Çözülecek görevler
• a. Sonbaharda gezilecek köy ve kasabalarla ilgili yazıya göre uzmanlar kaç şehirden öneride bulunmuş?
• b. Sonbaharda gezilecek köy ve kasabalarla ilgili yazıyı kaldığı yerden sürdürün.

Verilen metin

******************************

Tertemiz bir hava, göz alıcı güzellikler ve huzur... Sonbaharın çok yakıştığı köy ve kasabalar | 10 ŞEHİR 10 ADRES

Güncelleme Tarihi:

Tertemiz bir hava, göz alıcı güzellikler ve huzur... Sonbaharın çok yakıştığı köy ve kasabalar | 10 ŞEHİR 10 ADRES
Oluşturulma Tarihi: Ekim 07, 2023 08:12

Mevsimlerin en renklisi olan sonbahar geldi. Yapraklar yavaş yavaş ağaçlardan süzülürken, yeşilden sarıya, turuncudan kırmızıya dönen renkler gözlere adeta bayram ettiriyor. Bu renk cümbüşünü fotoğraflayacak en güzel yerlerin başında ise tarihi dokusu ve doğa manzaralarıyla büyük tatil yörelerinden ayrılan köy ve kasabalar geliyor. Bu hafta uzmanlarımıza ‘Sonbaharın en çok yakıştığı köy ve kasabalar hangileri?’ diye sorduk. 10 şehirden 10 öneride bulundular.

******************************

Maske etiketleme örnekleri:

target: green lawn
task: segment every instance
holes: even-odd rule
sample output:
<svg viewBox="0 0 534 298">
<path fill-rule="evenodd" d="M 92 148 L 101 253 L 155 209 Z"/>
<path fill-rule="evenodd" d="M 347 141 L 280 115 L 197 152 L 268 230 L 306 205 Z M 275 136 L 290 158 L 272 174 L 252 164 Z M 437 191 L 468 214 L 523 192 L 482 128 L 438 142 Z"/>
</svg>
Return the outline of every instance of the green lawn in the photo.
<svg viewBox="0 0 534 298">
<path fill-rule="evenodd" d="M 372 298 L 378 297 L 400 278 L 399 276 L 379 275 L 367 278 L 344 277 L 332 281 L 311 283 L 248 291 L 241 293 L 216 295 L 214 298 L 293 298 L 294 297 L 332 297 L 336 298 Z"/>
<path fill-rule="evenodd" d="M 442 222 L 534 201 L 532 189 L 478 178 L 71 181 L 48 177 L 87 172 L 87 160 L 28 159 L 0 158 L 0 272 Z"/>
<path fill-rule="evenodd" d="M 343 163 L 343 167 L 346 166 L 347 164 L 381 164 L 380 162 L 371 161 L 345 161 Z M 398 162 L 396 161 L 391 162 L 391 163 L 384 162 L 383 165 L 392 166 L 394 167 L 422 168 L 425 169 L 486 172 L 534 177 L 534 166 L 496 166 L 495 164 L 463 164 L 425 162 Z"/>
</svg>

******************************

Son cevaplar
• a. 10 şehirden 10 öneride bulunmuşlar.

• b.
Haberin Devamı

Ülkemizde kendine has zenginliklere sahip pek çok köy ve kasaba bulunuyor. Özellikle sonbaharda büyülü manzaralarıyla kendilerine âşık eden bu adresler; renkli sokakları, mimari harikası evleri ve tarihi atmosferleriyle huzurlu bir hafta sonu tatili vadediyor. Üstelik çoğu, geçmişten günümüze taşınan geleneksel lezzetleri de yaşatıyor.

Biz de güz mevsimini iyiden iyiye hissettiğimiz şu günlerde kalabalıklardan kaçmak, huzur bulmak ve bilinmeyeni keşfetmek isteyenler için gezgin ve seyahat yazarları Didem Mutçalıoğlu, Nurgül Büyükkalay, Erdoğan Gümüş ve Özlem Köseoğlu’na ‘Sonbaharın çok yakıştığı köy ve kasabalar hangileri?’ diye sorduk. 10 şehirden birbirinden harika 10 köy ve kasabayı önerdiler.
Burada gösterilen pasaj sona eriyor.